"""

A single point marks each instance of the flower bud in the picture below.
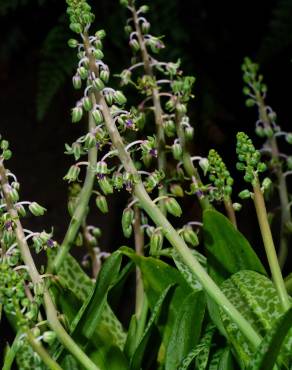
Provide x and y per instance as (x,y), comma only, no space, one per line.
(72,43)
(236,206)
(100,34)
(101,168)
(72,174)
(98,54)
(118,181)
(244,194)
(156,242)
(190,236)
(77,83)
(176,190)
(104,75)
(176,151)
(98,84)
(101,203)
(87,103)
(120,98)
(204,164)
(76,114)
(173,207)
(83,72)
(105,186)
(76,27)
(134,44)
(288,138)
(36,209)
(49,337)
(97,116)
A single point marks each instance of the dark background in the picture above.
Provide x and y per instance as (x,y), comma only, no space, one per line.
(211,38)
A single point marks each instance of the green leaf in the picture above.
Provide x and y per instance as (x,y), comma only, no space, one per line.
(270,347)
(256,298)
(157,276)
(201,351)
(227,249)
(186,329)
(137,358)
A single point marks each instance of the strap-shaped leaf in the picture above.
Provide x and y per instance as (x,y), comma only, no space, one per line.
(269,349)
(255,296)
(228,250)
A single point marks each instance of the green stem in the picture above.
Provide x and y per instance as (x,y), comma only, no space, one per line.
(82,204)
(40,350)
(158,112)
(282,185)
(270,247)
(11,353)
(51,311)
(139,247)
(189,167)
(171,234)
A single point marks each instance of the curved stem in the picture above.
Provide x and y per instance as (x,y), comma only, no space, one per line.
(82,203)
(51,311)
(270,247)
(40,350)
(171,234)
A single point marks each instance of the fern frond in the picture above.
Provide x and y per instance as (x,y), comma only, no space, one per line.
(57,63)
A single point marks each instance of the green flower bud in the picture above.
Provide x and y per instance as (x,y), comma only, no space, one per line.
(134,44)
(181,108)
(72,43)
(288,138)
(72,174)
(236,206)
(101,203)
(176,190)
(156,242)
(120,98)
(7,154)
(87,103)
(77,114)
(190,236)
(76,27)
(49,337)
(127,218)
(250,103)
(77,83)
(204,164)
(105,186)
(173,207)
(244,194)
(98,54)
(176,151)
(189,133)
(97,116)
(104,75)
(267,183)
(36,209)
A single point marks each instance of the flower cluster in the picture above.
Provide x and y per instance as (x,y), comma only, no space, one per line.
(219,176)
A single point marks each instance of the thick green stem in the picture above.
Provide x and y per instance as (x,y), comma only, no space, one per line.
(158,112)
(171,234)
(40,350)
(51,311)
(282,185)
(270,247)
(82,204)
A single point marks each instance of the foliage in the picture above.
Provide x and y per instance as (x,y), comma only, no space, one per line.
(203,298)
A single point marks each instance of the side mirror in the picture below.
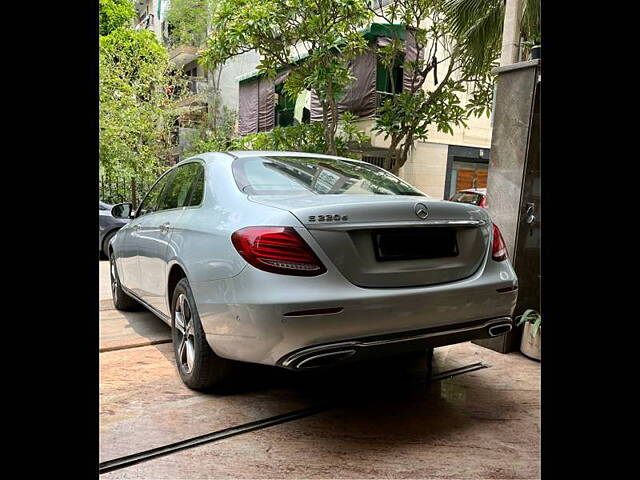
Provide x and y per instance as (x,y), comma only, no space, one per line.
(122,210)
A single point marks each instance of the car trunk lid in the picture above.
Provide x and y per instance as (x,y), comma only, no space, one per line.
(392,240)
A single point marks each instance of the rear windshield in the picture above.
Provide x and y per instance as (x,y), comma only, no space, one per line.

"""

**Required work**
Which lines above contain the word "leaf"? Copy each one.

**Solution to this exercise**
A single point marks each instance of the green leaf in the picture above.
A single point marks each instance of the strap-shaped leaf in the picture above.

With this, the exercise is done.